About this exercise: Nothing but a number should be given: the count of lines in the data that include the string "several".
+--
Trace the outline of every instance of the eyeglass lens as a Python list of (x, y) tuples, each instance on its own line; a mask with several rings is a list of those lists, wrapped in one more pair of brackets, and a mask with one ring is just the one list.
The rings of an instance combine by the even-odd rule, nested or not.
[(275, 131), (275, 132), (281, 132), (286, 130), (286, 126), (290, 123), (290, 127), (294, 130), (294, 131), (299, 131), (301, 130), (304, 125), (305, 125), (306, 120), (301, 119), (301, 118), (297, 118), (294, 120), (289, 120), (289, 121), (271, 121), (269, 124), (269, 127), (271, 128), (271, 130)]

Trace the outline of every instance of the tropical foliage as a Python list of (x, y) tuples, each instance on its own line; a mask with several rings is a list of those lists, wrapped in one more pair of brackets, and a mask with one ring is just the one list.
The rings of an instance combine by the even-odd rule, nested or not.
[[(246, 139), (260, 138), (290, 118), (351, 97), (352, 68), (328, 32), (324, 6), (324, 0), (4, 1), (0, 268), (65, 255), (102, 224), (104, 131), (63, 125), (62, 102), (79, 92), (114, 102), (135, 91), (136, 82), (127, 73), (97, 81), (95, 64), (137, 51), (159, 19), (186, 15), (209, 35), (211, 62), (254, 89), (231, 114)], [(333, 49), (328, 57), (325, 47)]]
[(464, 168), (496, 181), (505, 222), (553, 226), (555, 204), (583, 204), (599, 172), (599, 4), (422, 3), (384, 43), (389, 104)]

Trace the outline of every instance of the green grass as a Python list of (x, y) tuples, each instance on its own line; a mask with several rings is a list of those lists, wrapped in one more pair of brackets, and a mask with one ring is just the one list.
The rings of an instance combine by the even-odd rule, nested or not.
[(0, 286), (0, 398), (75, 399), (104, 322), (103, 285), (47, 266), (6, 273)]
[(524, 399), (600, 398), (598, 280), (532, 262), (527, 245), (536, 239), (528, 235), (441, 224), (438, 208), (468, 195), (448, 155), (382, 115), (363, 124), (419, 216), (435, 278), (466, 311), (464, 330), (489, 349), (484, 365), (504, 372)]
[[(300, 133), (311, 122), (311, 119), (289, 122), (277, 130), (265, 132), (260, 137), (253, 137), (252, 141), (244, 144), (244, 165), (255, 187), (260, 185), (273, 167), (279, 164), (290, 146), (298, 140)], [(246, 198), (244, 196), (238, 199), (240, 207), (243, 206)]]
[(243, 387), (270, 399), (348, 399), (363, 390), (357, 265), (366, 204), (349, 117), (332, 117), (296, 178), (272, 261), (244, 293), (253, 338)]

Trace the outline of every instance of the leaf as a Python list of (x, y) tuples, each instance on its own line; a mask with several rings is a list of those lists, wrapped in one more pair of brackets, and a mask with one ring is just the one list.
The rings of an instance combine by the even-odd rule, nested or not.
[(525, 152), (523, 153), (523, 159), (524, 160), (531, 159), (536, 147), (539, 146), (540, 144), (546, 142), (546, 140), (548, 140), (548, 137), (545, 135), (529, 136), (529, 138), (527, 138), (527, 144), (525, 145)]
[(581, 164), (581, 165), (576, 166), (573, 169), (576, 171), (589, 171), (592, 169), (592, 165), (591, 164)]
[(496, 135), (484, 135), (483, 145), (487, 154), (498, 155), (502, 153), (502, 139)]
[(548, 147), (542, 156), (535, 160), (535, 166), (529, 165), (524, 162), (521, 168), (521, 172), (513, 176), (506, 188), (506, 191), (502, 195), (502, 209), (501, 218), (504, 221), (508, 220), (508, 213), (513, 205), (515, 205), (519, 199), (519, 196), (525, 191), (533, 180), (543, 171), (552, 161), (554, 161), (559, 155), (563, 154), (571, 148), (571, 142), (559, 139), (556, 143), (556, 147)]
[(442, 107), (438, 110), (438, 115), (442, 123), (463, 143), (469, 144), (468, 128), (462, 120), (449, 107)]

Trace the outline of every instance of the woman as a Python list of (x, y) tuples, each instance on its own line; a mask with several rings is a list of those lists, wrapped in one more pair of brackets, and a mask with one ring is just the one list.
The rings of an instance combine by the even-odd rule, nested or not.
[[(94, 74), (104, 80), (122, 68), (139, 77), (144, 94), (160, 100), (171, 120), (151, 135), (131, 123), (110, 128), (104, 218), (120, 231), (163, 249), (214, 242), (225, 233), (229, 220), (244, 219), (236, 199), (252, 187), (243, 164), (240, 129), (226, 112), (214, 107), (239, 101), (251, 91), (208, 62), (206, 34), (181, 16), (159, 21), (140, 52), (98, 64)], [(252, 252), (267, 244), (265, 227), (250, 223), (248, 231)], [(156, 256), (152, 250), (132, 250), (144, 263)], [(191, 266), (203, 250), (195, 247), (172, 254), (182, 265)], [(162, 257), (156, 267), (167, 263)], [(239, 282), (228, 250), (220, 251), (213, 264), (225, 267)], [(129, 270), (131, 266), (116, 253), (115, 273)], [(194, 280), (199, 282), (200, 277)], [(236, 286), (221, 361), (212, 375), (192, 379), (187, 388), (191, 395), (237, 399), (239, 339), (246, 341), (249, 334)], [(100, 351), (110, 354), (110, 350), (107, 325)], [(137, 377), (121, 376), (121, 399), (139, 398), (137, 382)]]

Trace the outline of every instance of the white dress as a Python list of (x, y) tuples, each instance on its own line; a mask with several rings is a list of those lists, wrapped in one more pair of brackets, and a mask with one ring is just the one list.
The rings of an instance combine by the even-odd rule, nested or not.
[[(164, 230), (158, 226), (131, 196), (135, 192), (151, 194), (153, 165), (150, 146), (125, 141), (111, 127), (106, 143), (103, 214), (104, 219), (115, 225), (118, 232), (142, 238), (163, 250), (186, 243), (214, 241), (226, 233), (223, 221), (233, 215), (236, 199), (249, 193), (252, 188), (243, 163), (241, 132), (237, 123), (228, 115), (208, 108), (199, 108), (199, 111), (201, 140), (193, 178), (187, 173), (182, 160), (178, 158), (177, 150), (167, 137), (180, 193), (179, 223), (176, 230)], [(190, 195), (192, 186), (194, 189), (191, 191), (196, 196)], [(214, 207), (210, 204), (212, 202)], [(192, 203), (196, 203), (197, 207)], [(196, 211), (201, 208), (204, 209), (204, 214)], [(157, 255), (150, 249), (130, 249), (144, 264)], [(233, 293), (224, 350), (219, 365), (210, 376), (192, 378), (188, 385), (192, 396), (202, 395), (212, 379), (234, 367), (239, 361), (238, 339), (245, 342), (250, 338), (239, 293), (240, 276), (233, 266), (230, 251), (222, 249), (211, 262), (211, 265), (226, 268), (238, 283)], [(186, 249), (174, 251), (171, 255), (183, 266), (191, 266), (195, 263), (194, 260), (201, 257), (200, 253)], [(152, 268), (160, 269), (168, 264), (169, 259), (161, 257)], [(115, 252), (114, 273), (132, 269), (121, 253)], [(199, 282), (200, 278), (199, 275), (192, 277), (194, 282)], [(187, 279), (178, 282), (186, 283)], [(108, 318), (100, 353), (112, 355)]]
+--
Result for this exercise: 6